In general I try turn the problem around, and add the comma before the actual value, so you end up with code that looks like this:
s.append("[");
for (i = 0; i < 5; ++i) {
if (i) s.append(","); // add the comma only if this isn't the first entry
s.appendF("\"%d\"", i);
}
s.append("]");
That extra one line of code in your for loop is hardly expensive...
Another alternative I've used when output a structure to JSON from a dictionary of some form is to always append a comma after each entry (as you are doing above) and then add a dummy entry at the end that has not trailing comma (but that is just lazy ;->).
Doesn't work well with an array unfortunately.

No. The JSON spec, as maintained at http://json.org, does not allow trailing commas. From what I've seen, some parsers may silently allow them when reading a JSON string, while others will throw errors. For interoperability, you shouldn't include it.
The code above could be restructured, either to remove the trailing comma when adding the array terminator or to add the comma before items, skipping that for the first one.

Simple, cheap, easy to read, and always works regardless of the specs.
$delimiter = '';
for .... {
print $delimiter.$whatever
$delimiter = ',';
}
The redundant assignment to $delim is a very small price to pay.
Also works just as well if there is no explicit loop but separate code fragments.

Trailing commas are allowed in JavaScript, but don't work in IE. Douglas Crockford's versionless JSON spec didn't allow them, and because it was versionless this wasn't supposed to change. The ES5 JSON spec allowed them as an extension, but Crockford's RFC 4627 didn't, and ES5 reverted to disallowing them. Firefox followed suit. Internet Explorer is why we can't have nice things.

As it's been already said, JSON spec (based on ECMAScript 3) doesn't allow trailing comma. ES >= 5 allows it, so you can actually use that notation in pure JS. It's been argued about, and some parsers did support it (http://bolinfest.com/essays/json.html, http://whereswalden.com/2010/09/08/spidermonkey-json-change-trailing-commas-no-longer-accepted/), but it's the spec fact (as shown on http://json.org/) that it shouldn't work in JSON. That thing said...
... I'm wondering why no-one pointed out that you can actually split the loop at 0th iteration and use leading comma instead of trailing one to get rid of the comparison code smell and any actual performance overhead in the loop, resulting in a code that's actually shorter, simpler and faster (due to no branching/conditionals in the loop) than other solutions proposed.
E.g. (in a C-style pseudocode similar to OP's proposed code):
s.append("[");
// MAX == 5 here. if it's constant, you can inline it below and get rid of the comparison
if ( MAX > 0 ) {
s.appendF("\"%d\"", 0); // 0-th iteration
for( int i = 1; i < MAX; ++i ) {
s.appendF(",\"%d\"", i); // i-th iteration
}
}
s.append("]");

PHP coders may want to check out implode(). This takes an array joins it up using a string.

Supplied material:
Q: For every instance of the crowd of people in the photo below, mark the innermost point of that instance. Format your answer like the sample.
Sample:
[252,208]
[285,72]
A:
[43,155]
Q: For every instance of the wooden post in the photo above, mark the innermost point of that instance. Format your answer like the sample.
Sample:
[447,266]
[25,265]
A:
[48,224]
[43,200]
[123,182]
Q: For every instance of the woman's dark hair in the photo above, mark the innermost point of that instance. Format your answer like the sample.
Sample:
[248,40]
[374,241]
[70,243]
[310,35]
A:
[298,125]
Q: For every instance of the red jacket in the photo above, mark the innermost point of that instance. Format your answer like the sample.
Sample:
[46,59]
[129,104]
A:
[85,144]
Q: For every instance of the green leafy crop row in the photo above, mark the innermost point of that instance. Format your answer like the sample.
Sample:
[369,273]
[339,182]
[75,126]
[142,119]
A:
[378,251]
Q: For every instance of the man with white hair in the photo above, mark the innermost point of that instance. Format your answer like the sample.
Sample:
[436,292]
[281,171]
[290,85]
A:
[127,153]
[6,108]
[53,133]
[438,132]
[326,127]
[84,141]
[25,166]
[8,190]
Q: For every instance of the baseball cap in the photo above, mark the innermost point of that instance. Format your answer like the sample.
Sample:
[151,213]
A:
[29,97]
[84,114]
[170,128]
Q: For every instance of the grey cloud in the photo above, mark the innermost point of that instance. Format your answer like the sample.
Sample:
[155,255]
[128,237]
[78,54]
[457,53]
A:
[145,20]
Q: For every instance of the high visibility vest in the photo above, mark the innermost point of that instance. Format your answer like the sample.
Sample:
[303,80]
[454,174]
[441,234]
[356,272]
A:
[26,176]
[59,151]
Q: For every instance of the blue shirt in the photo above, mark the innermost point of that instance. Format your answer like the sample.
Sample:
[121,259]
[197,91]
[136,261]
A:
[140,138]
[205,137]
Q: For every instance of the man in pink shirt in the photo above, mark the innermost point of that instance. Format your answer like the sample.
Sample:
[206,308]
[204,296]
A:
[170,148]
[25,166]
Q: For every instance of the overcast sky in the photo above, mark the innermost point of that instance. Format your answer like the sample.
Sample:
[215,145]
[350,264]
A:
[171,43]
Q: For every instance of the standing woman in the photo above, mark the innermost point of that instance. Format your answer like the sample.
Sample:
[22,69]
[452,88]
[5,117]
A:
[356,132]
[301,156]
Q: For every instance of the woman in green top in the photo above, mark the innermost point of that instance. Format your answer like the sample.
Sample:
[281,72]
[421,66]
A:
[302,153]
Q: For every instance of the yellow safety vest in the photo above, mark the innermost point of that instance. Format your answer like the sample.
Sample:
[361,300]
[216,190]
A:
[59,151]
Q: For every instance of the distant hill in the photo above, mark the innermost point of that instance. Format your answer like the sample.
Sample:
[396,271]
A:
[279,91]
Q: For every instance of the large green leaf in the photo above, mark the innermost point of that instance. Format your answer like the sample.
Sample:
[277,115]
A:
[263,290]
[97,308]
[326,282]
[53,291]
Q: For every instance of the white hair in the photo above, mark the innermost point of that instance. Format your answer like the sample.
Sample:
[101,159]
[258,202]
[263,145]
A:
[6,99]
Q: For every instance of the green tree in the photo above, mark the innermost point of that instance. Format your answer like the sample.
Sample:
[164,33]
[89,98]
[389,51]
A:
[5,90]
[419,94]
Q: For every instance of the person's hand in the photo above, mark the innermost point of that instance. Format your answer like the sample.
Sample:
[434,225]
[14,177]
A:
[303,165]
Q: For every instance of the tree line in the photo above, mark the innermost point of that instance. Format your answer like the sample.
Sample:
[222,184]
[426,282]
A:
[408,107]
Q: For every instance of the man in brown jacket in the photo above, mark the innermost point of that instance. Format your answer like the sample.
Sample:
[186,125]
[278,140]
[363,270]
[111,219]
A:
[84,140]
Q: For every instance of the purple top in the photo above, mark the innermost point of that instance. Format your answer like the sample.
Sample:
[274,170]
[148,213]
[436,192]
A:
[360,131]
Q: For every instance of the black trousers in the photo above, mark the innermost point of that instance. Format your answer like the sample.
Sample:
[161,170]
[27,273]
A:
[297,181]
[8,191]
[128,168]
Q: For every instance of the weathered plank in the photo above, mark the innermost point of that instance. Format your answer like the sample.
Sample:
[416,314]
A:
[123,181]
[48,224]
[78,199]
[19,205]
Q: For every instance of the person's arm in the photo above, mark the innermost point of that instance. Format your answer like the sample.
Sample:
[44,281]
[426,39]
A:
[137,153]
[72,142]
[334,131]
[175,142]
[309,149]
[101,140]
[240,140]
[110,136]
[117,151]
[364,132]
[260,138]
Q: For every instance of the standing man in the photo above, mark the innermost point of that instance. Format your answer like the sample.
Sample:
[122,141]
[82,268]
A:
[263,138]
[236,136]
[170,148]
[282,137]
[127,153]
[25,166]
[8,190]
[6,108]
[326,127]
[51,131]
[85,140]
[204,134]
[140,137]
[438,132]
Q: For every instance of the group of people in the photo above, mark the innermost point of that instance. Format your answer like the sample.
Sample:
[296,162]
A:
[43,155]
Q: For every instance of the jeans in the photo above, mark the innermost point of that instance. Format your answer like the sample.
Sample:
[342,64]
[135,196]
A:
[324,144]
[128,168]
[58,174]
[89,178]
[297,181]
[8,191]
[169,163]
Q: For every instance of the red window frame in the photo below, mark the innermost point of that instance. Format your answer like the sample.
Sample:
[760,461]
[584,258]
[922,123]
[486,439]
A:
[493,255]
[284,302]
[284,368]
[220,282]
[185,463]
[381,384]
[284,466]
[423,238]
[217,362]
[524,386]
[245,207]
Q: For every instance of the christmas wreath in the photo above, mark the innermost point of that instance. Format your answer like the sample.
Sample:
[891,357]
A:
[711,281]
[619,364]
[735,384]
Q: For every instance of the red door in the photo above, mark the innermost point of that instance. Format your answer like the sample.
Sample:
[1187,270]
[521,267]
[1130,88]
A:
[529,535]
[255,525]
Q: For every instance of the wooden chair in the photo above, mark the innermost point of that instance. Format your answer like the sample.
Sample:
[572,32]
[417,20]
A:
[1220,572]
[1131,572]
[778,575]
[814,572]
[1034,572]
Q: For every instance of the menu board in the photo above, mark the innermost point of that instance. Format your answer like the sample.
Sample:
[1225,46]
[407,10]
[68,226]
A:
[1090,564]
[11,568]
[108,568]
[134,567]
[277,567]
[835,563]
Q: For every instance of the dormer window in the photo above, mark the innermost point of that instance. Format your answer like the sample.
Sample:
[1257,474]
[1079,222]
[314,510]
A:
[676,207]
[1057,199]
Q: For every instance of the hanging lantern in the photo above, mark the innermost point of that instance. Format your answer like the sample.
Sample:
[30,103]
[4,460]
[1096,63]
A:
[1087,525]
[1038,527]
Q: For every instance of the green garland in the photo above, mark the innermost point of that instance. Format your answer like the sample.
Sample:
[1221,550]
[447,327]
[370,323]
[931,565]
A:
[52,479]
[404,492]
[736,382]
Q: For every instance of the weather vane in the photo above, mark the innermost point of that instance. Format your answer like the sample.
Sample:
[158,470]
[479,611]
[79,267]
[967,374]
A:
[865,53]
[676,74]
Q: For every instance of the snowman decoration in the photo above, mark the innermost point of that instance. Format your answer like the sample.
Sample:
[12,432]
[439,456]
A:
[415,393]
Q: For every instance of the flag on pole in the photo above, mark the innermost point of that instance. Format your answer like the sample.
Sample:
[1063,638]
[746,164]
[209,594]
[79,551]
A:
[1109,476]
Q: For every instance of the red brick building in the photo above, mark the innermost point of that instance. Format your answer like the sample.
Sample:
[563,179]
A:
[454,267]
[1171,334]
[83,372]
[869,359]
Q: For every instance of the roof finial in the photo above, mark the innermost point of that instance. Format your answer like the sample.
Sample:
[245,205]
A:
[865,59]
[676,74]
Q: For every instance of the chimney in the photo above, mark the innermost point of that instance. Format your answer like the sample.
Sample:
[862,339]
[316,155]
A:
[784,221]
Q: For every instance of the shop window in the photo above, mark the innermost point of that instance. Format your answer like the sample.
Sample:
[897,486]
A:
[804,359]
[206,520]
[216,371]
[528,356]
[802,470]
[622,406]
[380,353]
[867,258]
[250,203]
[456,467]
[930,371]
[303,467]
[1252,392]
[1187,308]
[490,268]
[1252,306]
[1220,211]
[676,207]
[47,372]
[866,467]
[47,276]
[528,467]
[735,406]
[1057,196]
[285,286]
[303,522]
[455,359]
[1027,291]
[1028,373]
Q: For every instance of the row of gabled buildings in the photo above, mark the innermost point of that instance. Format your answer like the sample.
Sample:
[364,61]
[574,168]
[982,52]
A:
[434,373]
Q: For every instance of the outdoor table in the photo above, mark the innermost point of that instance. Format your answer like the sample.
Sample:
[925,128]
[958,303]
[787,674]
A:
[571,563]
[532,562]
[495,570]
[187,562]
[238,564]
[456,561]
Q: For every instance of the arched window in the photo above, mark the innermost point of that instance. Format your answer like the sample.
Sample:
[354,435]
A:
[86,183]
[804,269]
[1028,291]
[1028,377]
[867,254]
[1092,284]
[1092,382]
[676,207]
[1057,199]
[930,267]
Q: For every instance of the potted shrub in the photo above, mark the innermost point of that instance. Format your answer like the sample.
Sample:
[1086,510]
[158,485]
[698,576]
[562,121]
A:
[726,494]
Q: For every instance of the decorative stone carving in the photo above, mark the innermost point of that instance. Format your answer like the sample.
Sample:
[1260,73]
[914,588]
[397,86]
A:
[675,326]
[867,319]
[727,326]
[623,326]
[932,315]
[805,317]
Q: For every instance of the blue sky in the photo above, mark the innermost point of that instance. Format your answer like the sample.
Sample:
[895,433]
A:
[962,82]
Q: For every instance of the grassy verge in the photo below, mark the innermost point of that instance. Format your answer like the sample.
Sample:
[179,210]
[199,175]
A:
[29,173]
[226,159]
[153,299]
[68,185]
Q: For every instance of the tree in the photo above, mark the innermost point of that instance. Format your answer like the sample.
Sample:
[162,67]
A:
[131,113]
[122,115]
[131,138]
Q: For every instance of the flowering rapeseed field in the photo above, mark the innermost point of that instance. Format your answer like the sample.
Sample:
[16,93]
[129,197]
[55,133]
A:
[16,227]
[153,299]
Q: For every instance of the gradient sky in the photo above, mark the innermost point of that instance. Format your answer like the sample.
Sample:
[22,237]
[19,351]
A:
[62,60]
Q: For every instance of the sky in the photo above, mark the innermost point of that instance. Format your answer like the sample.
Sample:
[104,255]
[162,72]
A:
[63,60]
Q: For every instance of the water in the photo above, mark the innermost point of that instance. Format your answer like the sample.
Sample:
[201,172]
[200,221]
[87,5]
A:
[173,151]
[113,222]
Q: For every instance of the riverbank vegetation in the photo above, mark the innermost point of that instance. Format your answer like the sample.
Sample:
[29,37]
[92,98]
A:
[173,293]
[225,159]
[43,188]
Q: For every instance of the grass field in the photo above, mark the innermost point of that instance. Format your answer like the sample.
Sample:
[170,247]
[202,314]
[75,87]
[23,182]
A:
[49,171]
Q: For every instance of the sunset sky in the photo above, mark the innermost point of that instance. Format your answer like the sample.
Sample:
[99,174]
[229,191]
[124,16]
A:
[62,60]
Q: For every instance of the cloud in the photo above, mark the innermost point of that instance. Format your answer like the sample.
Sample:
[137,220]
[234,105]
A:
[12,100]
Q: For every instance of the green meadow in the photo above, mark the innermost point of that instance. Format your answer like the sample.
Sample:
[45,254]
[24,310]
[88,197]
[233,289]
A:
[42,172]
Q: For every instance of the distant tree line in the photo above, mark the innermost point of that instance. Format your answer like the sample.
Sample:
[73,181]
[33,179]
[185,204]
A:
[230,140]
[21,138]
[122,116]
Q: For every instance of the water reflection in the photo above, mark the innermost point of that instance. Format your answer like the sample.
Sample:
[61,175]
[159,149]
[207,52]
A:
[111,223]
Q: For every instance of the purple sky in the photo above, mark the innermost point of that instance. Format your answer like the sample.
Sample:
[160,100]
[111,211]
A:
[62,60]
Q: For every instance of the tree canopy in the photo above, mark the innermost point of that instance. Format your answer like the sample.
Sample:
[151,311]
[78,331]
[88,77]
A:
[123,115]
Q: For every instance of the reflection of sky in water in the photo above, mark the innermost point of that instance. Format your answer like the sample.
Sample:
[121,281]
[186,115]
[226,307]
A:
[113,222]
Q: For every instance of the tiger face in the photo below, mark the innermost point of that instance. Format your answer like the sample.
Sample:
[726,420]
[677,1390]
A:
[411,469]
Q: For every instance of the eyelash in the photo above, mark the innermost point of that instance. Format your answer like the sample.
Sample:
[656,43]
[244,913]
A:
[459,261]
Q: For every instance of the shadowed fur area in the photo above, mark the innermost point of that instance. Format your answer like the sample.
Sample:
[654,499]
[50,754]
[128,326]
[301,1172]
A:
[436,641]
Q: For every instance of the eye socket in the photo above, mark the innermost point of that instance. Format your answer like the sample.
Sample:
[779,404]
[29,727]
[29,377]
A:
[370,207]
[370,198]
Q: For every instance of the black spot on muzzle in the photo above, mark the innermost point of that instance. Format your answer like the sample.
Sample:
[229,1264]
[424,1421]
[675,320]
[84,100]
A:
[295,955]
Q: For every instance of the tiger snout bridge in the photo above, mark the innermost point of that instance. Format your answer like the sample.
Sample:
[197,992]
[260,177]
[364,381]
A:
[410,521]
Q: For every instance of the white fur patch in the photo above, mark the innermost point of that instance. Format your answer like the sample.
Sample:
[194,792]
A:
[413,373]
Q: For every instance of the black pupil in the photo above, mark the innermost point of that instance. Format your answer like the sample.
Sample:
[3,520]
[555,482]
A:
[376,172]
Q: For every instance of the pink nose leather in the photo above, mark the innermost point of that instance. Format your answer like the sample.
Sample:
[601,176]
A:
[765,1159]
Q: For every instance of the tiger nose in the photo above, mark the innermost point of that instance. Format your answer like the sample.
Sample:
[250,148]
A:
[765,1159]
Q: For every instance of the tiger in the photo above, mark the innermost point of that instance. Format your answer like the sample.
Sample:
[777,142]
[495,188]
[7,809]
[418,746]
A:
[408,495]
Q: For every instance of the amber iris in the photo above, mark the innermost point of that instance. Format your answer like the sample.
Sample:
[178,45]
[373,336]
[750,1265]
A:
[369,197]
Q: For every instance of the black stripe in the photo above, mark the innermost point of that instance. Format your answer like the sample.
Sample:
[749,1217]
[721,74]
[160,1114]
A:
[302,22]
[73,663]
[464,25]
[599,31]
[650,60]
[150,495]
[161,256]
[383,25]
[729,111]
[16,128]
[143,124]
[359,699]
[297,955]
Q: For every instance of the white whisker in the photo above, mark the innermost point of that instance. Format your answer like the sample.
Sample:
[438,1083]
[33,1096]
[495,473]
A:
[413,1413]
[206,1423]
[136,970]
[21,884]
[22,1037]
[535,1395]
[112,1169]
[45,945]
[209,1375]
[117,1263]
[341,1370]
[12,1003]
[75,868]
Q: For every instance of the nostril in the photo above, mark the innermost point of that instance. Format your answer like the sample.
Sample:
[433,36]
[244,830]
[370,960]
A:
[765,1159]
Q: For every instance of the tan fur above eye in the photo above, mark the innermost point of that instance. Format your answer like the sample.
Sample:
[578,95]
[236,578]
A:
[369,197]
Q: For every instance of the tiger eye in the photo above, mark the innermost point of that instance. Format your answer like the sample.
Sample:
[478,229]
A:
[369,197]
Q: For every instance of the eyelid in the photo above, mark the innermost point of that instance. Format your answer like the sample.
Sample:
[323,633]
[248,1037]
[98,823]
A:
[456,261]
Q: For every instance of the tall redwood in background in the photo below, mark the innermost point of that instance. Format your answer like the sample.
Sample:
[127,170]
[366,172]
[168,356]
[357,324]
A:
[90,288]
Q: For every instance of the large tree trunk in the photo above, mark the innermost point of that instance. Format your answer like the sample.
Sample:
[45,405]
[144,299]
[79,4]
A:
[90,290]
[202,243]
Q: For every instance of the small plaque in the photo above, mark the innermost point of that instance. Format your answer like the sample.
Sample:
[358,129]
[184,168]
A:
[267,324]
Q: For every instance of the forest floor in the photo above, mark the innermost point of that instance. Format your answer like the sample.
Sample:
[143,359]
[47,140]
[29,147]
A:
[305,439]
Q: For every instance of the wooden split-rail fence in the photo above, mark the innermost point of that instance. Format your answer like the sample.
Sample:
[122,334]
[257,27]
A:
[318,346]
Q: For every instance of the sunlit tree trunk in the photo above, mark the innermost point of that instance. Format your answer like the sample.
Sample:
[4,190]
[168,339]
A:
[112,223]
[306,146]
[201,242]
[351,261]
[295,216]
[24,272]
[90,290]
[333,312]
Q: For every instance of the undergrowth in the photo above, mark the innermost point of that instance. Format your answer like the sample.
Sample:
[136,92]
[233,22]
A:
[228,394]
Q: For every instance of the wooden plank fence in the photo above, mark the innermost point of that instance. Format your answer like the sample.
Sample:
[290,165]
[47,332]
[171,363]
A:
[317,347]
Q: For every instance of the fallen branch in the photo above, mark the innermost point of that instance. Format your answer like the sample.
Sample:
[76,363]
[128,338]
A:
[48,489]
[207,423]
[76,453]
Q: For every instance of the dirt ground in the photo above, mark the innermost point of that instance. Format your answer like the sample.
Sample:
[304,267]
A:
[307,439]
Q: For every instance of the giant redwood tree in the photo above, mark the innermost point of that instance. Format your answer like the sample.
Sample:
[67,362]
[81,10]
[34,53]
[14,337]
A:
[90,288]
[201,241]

Requests:
[A] From the JSON thread, reproduce verbatim the passage that begins at the words "Doesn't work well" and ends after the words "shouldn't include it.".
[B] Which function does the JSON thread suggest that PHP coders may want to check out?

Outputs for the tasks:
[A]
Doesn't work well with an array unfortunately.

No. The JSON spec, as maintained at http://json.org, does not allow trailing commas. From what I've seen, some parsers may silently allow them when reading a JSON string, while others will throw errors. For interoperability, you shouldn't include it.

[B] implode()